### TASKS TO COMPLETE
[1] Output the part of the post about a private school graduation starting at "Despite the up" and ending at "ceremony was good.".
[2] For each statement below, answer yes or no according to the post about a private school graduation, and quote the words of the post that decide it. (a) The writer had been to a private school graduation before this one. (b) The writer pushed a green Chicco stroller on the way to the ceremony. (c) The cousin walked on stage in a red cap and gown.

### READING PASSAGE
○ ○ ○ ○ ○ ○ ○

Graduation. I’ve attended many public school culmination ceremonies, most of them with the sun beating down on me. But today I went to a private school graduation. My first.

Graduation 2012

A tad different from public school. People there use the word tad.

Despite the up hill mile hike in two-and-a-half inch heel boots, which incidentally is a big thing for this New Balance wearing chick, despite pushing a green Chicco stroller with the baby sleeping and my son hanging on the side of it, and despite sweating like a chick in a workout video, today’s ceremony was good.

I looked nothing like I did when I left the house, and everyone else looked like they stepped out of an air-conditioned make-up salon in Armani and Chanel, accompanied by Michael Kors and Louis Vuitton accessories. And there I was sporting the best that Target had to offer with a Columbia Sportswear backpack. But it was my presence that counted. Kids, juice boxes, Hot Wheels and all the Guatemalaness I had to offer.

My uncle’s daughter, my cousin, finally did it. She strolled on stage in her blue cap and gown. Heels, wearing heels. I don’t even where heels. But there she was … taller than me. She is an adult now.

○ ○ ○ ○ ○ ○ ○

### INFORMATION SHOWN
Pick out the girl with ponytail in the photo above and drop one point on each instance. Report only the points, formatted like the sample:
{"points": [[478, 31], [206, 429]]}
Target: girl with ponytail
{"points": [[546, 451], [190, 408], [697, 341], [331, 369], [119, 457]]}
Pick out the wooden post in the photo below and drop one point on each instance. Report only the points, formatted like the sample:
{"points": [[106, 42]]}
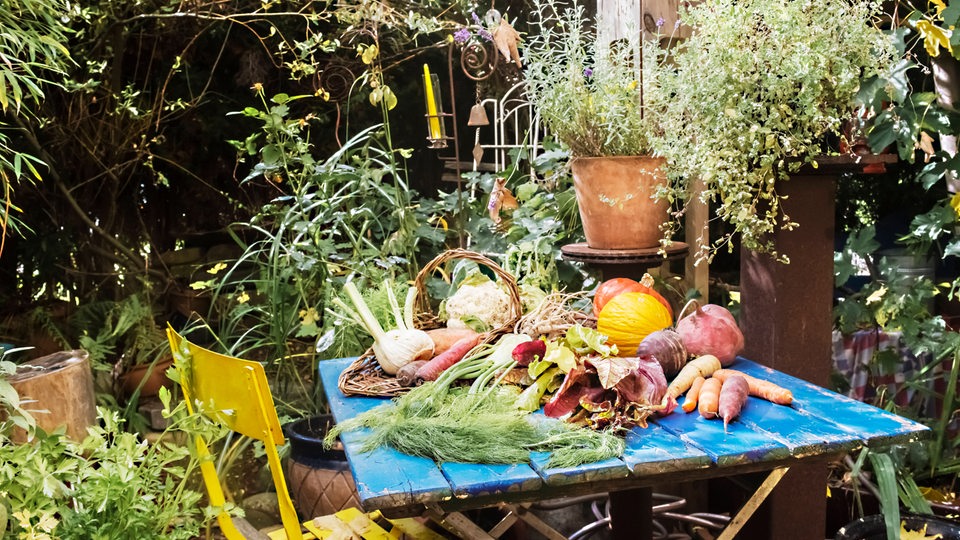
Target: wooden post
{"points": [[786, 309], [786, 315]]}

○ ○ ○ ○ ○ ○ ○

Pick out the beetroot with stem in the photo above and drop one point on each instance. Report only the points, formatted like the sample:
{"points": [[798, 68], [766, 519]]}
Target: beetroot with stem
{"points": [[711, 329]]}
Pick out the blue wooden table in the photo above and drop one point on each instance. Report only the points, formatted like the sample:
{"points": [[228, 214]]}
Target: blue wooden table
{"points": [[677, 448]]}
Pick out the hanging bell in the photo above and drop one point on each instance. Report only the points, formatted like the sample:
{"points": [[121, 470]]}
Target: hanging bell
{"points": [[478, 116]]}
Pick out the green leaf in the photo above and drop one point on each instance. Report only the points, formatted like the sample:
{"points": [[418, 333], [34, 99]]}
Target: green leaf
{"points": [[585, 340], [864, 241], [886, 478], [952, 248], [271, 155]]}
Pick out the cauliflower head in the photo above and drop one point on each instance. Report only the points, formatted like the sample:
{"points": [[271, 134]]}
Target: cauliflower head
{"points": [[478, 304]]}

○ ○ ○ ○ ○ ○ ○

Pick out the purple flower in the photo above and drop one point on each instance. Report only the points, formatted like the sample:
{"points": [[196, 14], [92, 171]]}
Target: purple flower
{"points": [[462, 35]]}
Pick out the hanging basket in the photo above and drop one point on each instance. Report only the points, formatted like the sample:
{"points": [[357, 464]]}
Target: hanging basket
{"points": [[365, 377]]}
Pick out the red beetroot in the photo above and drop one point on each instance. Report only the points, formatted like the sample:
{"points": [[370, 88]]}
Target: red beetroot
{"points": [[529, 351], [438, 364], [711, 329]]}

○ ○ ○ ○ ○ ○ ○

### SOLUTIONS IN ORDER
[1]
Despite the up hill mile hike in two-and-a-half inch heel boots, which incidentally is a big thing for this New Balance wearing chick, despite pushing a green Chicco stroller with the baby sleeping and my son hanging on the side of it, and despite sweating like a chick in a workout video, today’s ceremony was good.

[2]
(a) No: "But today I went to a private school graduation. My first."
(b) Yes: "despite pushing a green Chicco stroller with the baby sleeping"
(c) No: "She strolled on stage in her blue cap and gown."